◆ Provided records:
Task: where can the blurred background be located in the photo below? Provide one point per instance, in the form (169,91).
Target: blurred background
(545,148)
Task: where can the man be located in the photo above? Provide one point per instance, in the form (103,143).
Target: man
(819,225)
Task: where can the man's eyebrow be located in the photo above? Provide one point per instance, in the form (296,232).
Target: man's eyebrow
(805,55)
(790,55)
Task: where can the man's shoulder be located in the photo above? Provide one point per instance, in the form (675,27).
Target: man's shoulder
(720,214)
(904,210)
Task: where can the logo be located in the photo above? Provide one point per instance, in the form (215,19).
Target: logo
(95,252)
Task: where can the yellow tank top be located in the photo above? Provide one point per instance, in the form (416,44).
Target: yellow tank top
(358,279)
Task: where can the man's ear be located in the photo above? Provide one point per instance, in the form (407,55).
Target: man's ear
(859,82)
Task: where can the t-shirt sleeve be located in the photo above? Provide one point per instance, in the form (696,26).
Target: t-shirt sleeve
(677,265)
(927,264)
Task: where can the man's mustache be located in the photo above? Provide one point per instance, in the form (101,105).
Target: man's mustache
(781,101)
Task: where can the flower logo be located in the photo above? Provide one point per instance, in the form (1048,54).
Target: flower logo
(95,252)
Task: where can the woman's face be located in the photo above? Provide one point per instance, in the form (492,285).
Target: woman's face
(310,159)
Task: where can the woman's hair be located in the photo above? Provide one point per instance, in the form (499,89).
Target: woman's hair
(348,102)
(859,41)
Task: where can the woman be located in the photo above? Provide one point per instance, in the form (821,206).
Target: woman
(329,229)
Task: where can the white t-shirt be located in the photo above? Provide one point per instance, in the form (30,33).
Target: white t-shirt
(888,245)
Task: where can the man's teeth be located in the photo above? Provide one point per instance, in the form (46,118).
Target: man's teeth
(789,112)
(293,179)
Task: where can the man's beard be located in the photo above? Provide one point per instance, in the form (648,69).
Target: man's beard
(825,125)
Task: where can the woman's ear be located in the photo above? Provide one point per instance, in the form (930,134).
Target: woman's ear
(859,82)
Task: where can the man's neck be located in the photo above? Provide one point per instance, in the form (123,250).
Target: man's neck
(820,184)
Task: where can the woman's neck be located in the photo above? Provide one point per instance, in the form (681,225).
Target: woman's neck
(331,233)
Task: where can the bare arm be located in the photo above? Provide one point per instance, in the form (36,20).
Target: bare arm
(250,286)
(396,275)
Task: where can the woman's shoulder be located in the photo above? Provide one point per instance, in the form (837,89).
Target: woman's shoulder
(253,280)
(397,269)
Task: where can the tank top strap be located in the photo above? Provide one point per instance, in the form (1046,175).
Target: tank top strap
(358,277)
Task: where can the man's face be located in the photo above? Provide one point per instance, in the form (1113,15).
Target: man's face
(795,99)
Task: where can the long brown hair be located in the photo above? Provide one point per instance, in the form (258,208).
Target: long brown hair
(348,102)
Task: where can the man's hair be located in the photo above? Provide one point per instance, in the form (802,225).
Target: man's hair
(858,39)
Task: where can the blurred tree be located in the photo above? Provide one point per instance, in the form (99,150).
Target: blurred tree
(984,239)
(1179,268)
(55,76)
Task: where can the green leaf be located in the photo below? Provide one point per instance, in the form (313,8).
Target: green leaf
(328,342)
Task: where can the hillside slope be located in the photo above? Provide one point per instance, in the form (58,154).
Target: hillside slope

◆ Given instruction: Please give all the entries above again, substituting "for each instance" for every "per instance" and leaving everything else unchanged.

◆ Answer to this task:
Task: where can the blurred background be located in the photo below? Provide one point for each instance, in the form (169,91).
Target: blurred background
(545,148)
Task: where can the man be located in the photo above? Provide one point for each instance, in the form (103,143).
Target: man
(819,225)
Task: where can the man's eyebrow be located in the photo above? Provide one point for each instance, in the form (296,232).
Target: man's eyebrow
(805,55)
(790,55)
Task: where can the man's shoulder be located in the photo above? Provide one point for each instance, in the form (675,27).
Target: man's shoulder
(720,214)
(904,210)
Task: where can the logo be located in the photo above? Provide one point for each instance, in the form (215,19).
Target: logo
(95,252)
Task: where can the yellow tank top be located in the photo above? Provide one point for each instance, in the form (416,44).
Target: yellow tank top
(358,279)
Task: where can the man's ear be located in the photo above? Provide one point for each instance, in the form (407,55).
Target: man's ear
(859,82)
Task: where can the t-shirt sleeve be located in the photo above? Provide one point for each instance, in the form (696,26).
Target: t-shirt sleeve
(677,265)
(927,264)
Task: where can the man's mustache be located in the photo above? Provide one point for each instance, in the form (101,105).
Target: man's mustache
(781,101)
Task: where can the flower logo be located in the photo above? Provide one point for each instance, in the form (1048,54).
Target: flower logo
(95,252)
Task: where can the woman's face be located in the photo above? Provide one point for each instance, in the form (492,285).
Target: woman's face
(310,159)
Task: where can the woman's hair be located in the photo above? Provide one point for each instance, in the form (499,89).
Target: woman's hair
(348,102)
(859,41)
Task: where can the woman be located in the photo above? Provide one point for each instance, in the form (821,206).
Target: woman
(329,229)
Task: where can the white t-shirt be located in the photo above? Provide one point for each instance, in the form (30,33).
Target: white t-shirt
(888,245)
Task: where can the man's teeth be located in the photo above? Provide one point for each instance, in the form (46,118).
Target: man's teeth
(789,112)
(293,179)
Task: where can the man's beard be located in the photo above? Provide one point for each instance, in the form (648,69).
Target: man's beard
(825,125)
Task: where can the woman's ear be located in the photo above? Provide one point for each instance, in the form (930,134).
Target: woman's ear
(859,82)
Task: where can the man's neck be located in the photo above? Provide one point for each instance, in the form (123,250).
Target: man's neck
(820,184)
Task: where can the woman's neck be located in the photo above? Provide one point for each instance, in the form (681,225).
Target: woman's neck
(331,233)
Task: where can the bare arm be located in the photo above? Provide one point for each instance, in the form (36,20).
Target: bare arm
(250,286)
(396,275)
Task: where can the woman's shoulder be located in the photo above? Provide one point for each instance, in the form (837,89).
Target: woman's shoulder
(253,280)
(397,269)
Task: where can the tank top strap be located in the photo above? Provide one point for each instance, in the form (1046,175).
Target: tank top strap
(358,277)
Task: where can the man's face be located in the photo above? Provide one point for each instance, in the form (1113,15).
Target: man's face
(795,99)
Task: where can the long brown hair be located in the photo above? Provide one point for each instance, in the form (258,208).
Target: long brown hair
(348,102)
Task: where can the man's hair be located in the photo above? Provide one point for each instance, in the form (802,225).
Target: man's hair
(858,39)
Task: where can the blurred tree be located in the photo above? Provide one point for each instance, in the form (99,150).
Target: blurred tree
(984,239)
(1179,268)
(55,76)
Task: where can the green leaf be located in the photo below? Provide one point for each instance, in the form (313,8).
Target: green leaf
(328,342)
Task: where can the hillside slope be located in the photo above? Provide one point for each instance, in the form (58,154).
Target: hillside slope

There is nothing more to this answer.